• _Excerpted passage_:
>>>

FLAGLER BEACH, Fla. -- Close to the Flagler Beach Pier, a whale skull washed up Wednesday and it took a team of people just to move it.

Thursday morning, under the pier, a crowd gathered around that unusual-looking object.

"This, we are certain is a baleen whale," George Biedenbach told the crowd. He is with the Georgia Aquarium Conservation Field Station in the town of Marineland.

Thursday morning, Biedenbach led a team from the Georgia Aquarium Office in Marineland to get it off the beach.

He and his teammates moved the skull onto a stretcher, and then strong bystanders were recruited to help walk the skull up the beach.

It weighs approximately 400 pounds and is about 8 feet long.

A total of eight men carried the skull up the steps to the sidewalk and placed it next to A1A.

Wednesday, someone found the skull washed up on the beach near the Flagler Beach Pier. Biologists checked it out and secured it to the pier Wednesday evening.

"Normally these skulls actually sink," Biedenbach explained. "For this to have washed up on shore, it's pretty unique in that regard."

The skull took up the entire length of the truck's bed.

Biedenbach, standing by the skull on the truck's bed, gave an instant biology lesson from the to the crowd.

<<<

• _The data_:
>>>

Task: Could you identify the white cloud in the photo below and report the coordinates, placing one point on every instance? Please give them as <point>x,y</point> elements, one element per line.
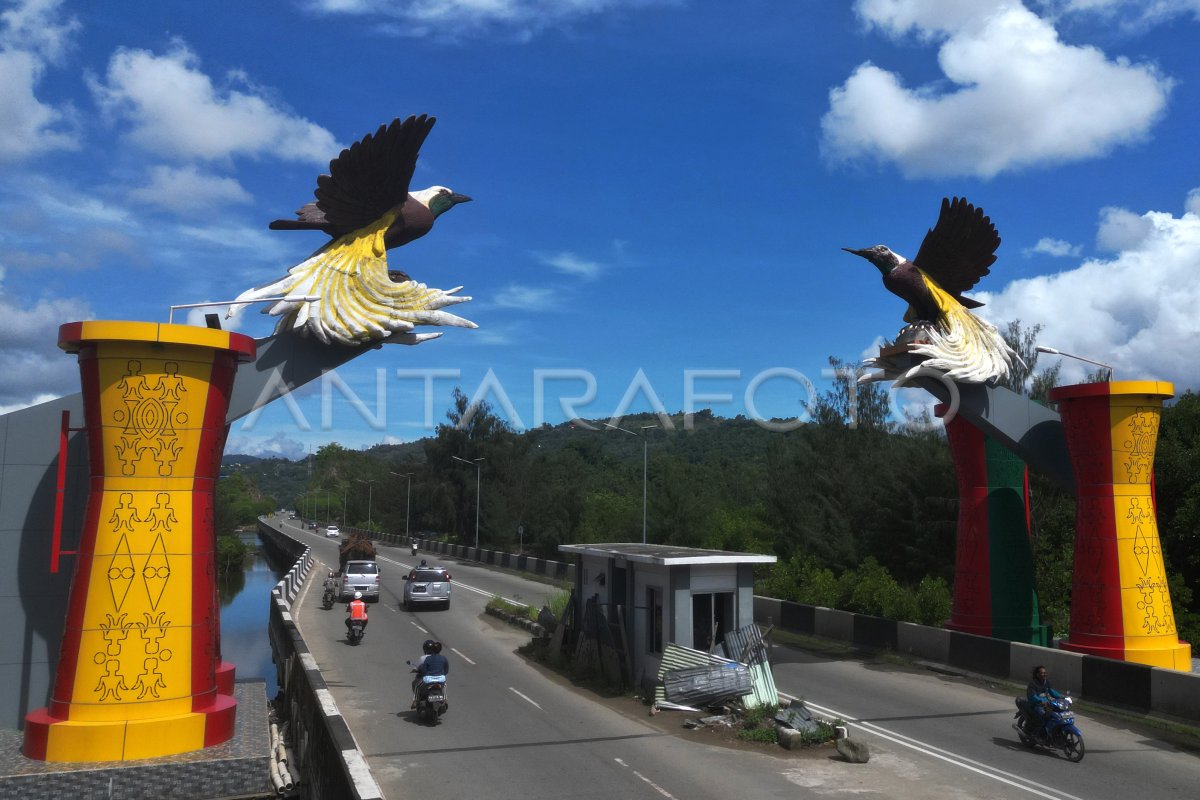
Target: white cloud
<point>570,264</point>
<point>276,446</point>
<point>1128,12</point>
<point>37,26</point>
<point>526,298</point>
<point>1134,311</point>
<point>34,367</point>
<point>33,34</point>
<point>1055,247</point>
<point>189,190</point>
<point>175,109</point>
<point>1020,96</point>
<point>455,18</point>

<<<

• _What is expected_: Reproduce the part of the whale skull article starting with "A total of eight" and going on through "the truck's bed.". Rely only on the whale skull article.

• _Exercise output_:
A total of eight men carried the skull up the steps to the sidewalk and placed it next to A1A.

Wednesday, someone found the skull washed up on the beach near the Flagler Beach Pier. Biologists checked it out and secured it to the pier Wednesday evening.

"Normally these skulls actually sink," Biedenbach explained. "For this to have washed up on shore, it's pretty unique in that regard."

The skull took up the entire length of the truck's bed.